Dataset extract —
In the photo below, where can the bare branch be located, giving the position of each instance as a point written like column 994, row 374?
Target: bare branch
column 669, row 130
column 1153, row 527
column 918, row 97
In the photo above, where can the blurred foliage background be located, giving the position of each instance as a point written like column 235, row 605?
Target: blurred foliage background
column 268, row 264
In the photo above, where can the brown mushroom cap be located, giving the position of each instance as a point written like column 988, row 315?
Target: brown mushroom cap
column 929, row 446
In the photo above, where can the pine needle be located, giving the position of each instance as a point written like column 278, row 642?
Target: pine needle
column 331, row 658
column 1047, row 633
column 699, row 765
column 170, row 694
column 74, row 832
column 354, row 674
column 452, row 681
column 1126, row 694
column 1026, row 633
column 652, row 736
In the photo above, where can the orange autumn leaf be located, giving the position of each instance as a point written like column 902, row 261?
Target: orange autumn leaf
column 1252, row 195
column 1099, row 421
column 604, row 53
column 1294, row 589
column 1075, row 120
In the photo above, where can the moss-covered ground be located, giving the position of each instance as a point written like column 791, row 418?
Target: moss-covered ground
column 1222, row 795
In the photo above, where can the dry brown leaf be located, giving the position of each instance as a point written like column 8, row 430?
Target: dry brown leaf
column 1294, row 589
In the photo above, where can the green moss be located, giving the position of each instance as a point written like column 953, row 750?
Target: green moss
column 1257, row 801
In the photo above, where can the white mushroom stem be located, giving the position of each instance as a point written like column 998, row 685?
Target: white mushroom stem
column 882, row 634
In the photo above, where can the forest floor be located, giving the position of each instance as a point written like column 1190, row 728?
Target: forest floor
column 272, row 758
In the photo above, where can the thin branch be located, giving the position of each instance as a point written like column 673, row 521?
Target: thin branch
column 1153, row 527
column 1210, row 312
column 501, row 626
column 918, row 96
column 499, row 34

Exercise aim — Reproduce all of the records above, replacing each occurrence of "mushroom" with "toadstool" and leaving everything else unchanged.

Solution to this problem —
In the photo below, where can the bare branch be located, giving the position of each instance as a point written like column 994, row 374?
Target: bare branch
column 669, row 130
column 1153, row 527
column 918, row 97
In the photo above, where can the blurred foliage background be located, giving the position of each instance as a point written like column 235, row 605?
Target: blurred foliage background
column 268, row 264
In the photo above, where can the brown toadstool cap be located, giving the position of each instance as a point written like column 988, row 315?
Target: brown toadstool cap
column 929, row 446
In the photo above, where can the pine needle be located, giving the position of each instance as a point written like column 278, row 642?
Target: pine needle
column 331, row 658
column 1047, row 633
column 699, row 765
column 170, row 694
column 74, row 832
column 354, row 674
column 452, row 681
column 1126, row 694
column 1026, row 633
column 652, row 736
In the photo above, where can the orange autumn leaf be located, giving the position of each instance as a point written like column 902, row 261?
Target: orange autumn leaf
column 1252, row 195
column 1099, row 421
column 604, row 53
column 1294, row 589
column 1075, row 120
In the photo above, where can the moss-covered ground be located, giving the position of each instance as a point written like column 791, row 418?
Target: moss-covered ground
column 1222, row 795
In the photo above, where can the dry brown leaf be located, giving the position of each instance as a point written like column 8, row 430?
Target: dry brown leaf
column 1294, row 589
In the photo above, where can the green moss be located, giving the position of each instance as a point written like column 953, row 750?
Target: green moss
column 1257, row 801
In the photo above, where can the white toadstool stem be located, giving the position of each instance as a point written like column 998, row 685?
Target: white toadstool stem
column 882, row 634
In the photo above, where can the forest floor be located, giving the position of each instance as a point written like column 1190, row 728?
Target: forest floor
column 272, row 758
In the photo above, where can the thin branch be located, giving the position of each instance as a point written like column 673, row 521?
Target: thin branch
column 1153, row 527
column 1210, row 312
column 501, row 626
column 918, row 96
column 499, row 34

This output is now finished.